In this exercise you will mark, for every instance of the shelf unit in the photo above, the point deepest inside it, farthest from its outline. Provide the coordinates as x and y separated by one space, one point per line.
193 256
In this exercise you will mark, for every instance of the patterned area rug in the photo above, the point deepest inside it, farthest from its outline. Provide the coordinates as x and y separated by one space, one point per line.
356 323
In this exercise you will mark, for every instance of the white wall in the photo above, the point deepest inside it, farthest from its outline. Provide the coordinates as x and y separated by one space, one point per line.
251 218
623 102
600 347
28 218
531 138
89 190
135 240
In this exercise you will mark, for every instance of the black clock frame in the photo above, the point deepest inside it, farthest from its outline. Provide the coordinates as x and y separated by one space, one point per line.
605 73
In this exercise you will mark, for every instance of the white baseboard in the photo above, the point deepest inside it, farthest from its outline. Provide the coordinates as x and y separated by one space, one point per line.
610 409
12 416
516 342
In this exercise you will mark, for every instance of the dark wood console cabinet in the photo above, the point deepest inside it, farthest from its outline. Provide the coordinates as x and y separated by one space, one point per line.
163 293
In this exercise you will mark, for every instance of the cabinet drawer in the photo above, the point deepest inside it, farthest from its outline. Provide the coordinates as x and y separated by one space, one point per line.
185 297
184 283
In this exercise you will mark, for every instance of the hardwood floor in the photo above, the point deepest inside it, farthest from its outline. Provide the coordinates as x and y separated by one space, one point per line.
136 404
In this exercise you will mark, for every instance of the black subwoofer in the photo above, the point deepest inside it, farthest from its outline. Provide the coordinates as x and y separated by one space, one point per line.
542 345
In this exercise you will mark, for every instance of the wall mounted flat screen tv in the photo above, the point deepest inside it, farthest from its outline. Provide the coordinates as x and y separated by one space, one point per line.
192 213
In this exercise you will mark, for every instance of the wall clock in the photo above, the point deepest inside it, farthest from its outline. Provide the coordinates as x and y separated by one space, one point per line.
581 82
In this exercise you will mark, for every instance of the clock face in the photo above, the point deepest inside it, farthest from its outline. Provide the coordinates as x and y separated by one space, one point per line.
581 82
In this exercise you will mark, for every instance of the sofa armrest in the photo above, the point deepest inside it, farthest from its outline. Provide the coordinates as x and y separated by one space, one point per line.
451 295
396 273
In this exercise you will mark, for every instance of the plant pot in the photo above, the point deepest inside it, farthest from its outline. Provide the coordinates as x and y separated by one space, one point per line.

[Aim of the task]: Rescale the listing from the line that contains "the wall clock" through the last line of the listing, both included, and give only those lines. Copy every line, and multiply each coordinate in the answers by 0.65, rounding to whole numbers with halves rounded up.

[Response]:
In this exercise you will mark, for every instance of the wall clock in the photo above, the point deepest inside it, farthest from its outline. Provide the coordinates as x and y separated by one space, one point per line.
378 53
In this exercise you will mark, for every instance of the clock face in the photo above, the point deepest inside it, farthest from its outline. Provide the coordinates as x and y separated by one space, one point per line.
378 53
In this exercise you will mark, for every instance of the sofa armrest in the photo above, the point deepest inside it, farthest from its outline. Provide the coordinates as x and y separated by one space, one point per line.
293 192
257 177
In this exercise you will mark, for every instance of the plant pot in the photo above, the point deepest inside it, farthest from its outline. Provide the coordinates as x and y separated by one space, one point per line.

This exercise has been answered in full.